Y, como conocemos bien, esa deuda la pagarán los mismos trabajadores perjudicados por la presión empresarial interna. La historia del capitalismo ha experimentado múltiples crisis y los peruanos hemos vivido esas mismas crisis de forma más dura. En toda esa historia, es el pueblo trabajador el que ha pagado las consecuencias y ha asumido los mayores riesgos. ¿En qué va a ser diferente la vida, entonces?
Decir que, porque usaremos mascarillas durante un tiempo, tendremos temor a las interacciones cara-cara y recurriremos más a las tecnologías de la información habrá cambios sustanciales en nuestro estilo de vida es de una superficialidad escandalosa. Esperar que gobiernos comprometidos con el poder empresarial de pronto tomen conciencia y, plenos de empatía y amor, realicen reformas que quiebren ese poder para mejorar la vida de sus ciudadanos, es aún más ingenuo.

» Extracto de datos:

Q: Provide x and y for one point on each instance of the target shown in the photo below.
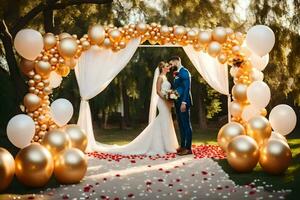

» Explora el material:
A: Según el fragmento sobre las crisis del capitalismo, ¿quién ha pagado las consecuencias a lo largo de esa historia?
B: Continúa el fragmento sobre las crisis del capitalismo a partir de su última oración.

» Resultados por tarea:
A: El pueblo trabajador, que además ha asumido los mayores riesgos.

B:
Solo podremos esperar cambios de algún tipo si cambian las bases sociales de esta crisis. Esas bases se encuentran en el sistema capitalista, su forma contemporánea de acumulación y las relaciones de poder que definen la política de nuestros países. De hecho, el propio sistema podría salir fortalecido en el mediano plazo al haber eliminado a una cantidad importante de los adultos mayores, de los que no puede obtener plusvalor y que para su racionalidad significan un costo solo aceptado por convenciones sociales extra económicas.
Es probable, asimismo, que el susto inicial de los ricos al contagio disminuya progresivamente en tanto estos se aseguren mejores mecanismos de seguridad sanitaria y acceso privilegiado a vacunas y tratamientos. En el mediano plazo podría pasar con la COVID19 lo que con la tuberculosis: ser una enfermedad de pobres, con las que lidiará el diezmado y precario sistema público y que eliminará a las personas que el capital no necesita más.
Y así como el miedo de los ricos se convirtió en un llamado desesperado al Estado a fortalecer su rol en la sociedad, el miedo de la población a contagiarse podría justificar a una autoridad central fuerte que acentúe sus rasgos represivos contra “los enemigos”: informales que no respetan protocolos, gente que protesta, críticos a las políticas de reactivación, etc. Los medios de comunicación ya tienen hoy ese tipo de discurso. No olvidemos que las crisis capitalistas engendraron el fascismo.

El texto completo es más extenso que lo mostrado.